-- Work required --
Can you set down, unchanged, the lines below, starting with the line that contains "897, row 93." and going on through the line that contains "column 500, row 250", both of those included?

-- Data supplied --
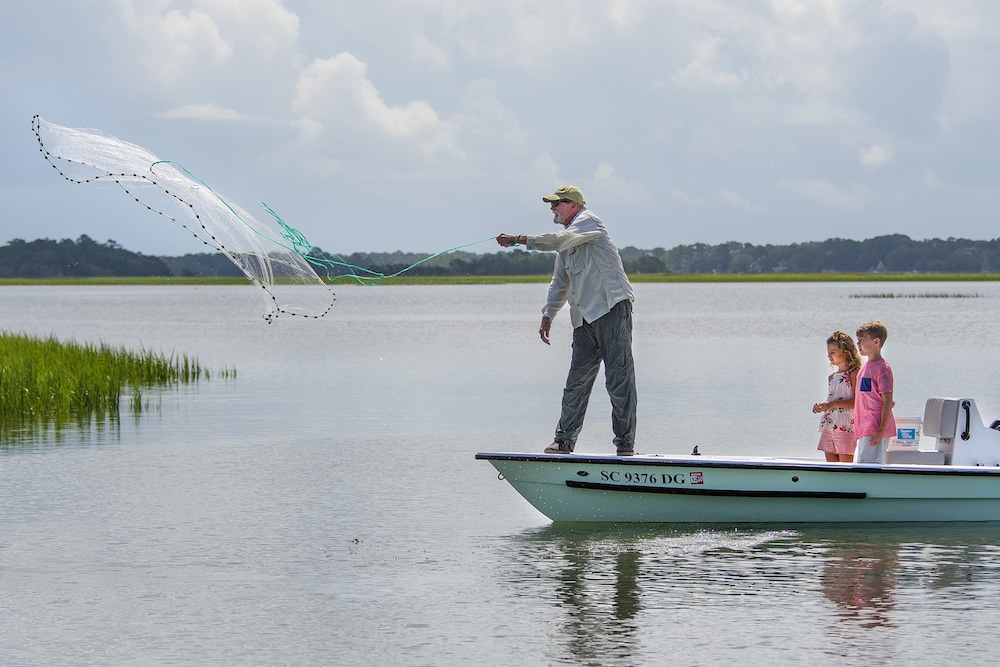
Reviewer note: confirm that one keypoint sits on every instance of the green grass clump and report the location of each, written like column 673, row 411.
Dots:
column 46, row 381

==

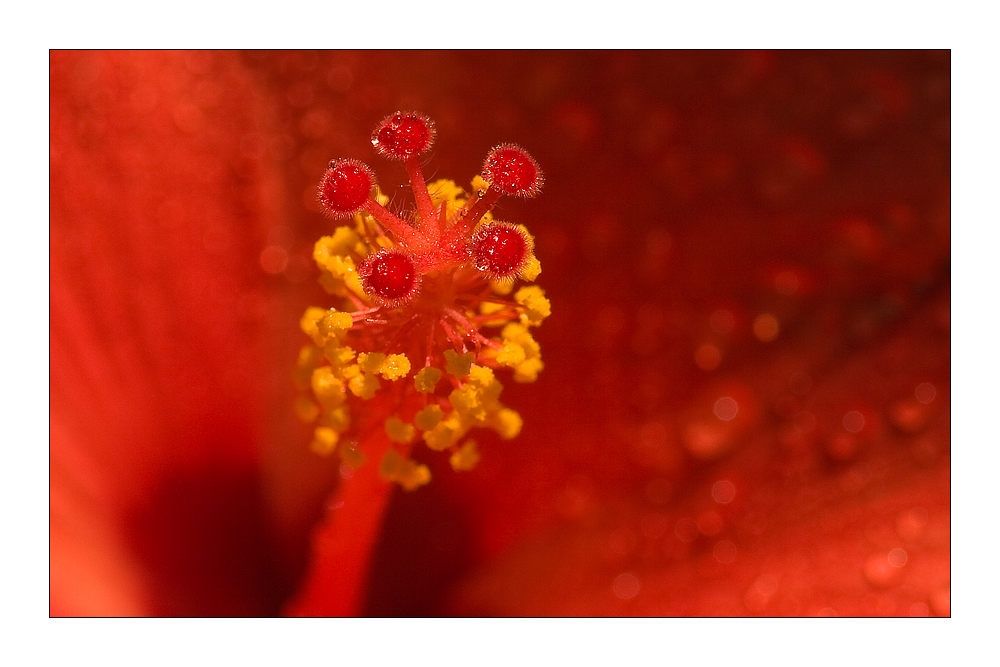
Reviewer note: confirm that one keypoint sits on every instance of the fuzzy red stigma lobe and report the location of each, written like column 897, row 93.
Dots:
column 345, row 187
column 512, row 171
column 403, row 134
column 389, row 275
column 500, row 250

...

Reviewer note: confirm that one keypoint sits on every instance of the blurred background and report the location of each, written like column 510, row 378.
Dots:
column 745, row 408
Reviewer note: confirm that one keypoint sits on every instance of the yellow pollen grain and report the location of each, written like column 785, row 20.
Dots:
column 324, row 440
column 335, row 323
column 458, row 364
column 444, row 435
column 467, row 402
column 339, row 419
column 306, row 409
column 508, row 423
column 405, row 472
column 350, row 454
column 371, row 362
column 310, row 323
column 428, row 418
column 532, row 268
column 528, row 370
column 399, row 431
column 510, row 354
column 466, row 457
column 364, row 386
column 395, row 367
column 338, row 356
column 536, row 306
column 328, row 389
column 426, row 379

-- Full output --
Reviewer note: confirm that one keypoint sits on every instance of the fuzzy red stigma lobe and report the location of each, written like column 897, row 93.
Dots:
column 345, row 187
column 512, row 171
column 403, row 134
column 389, row 275
column 500, row 250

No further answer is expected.